--- begin Records supplied ---

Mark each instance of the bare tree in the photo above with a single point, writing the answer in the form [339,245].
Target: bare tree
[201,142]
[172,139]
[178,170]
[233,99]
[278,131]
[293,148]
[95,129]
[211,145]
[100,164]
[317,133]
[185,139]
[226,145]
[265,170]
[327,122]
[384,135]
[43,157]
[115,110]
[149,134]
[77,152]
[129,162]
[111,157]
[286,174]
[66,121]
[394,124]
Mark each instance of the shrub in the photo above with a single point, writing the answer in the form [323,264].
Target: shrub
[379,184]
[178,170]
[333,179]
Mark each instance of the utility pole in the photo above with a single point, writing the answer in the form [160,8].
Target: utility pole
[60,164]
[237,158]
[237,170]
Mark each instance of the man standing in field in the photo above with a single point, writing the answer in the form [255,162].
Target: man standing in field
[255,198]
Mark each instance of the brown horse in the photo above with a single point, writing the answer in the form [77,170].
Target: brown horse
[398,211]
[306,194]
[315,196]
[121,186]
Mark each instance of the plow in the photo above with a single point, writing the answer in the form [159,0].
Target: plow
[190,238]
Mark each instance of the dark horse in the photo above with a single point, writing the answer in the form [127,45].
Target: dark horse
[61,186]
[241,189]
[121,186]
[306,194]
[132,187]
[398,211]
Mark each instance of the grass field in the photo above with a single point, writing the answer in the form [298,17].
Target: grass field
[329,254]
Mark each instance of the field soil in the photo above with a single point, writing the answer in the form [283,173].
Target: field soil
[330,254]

--- end Records supplied ---
--- begin Records supplied ---

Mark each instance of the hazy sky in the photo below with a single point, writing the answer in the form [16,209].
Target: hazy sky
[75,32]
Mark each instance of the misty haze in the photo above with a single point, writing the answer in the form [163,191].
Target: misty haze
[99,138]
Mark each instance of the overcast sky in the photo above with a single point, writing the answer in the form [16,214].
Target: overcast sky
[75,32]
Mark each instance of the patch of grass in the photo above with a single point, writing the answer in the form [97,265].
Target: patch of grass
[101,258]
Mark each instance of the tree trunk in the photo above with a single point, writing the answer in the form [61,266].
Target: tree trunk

--- end Records supplied ---

Exercise description —
Count the lines of the records above that contain the string "hazy". Give only the number.

Solution to this problem —
2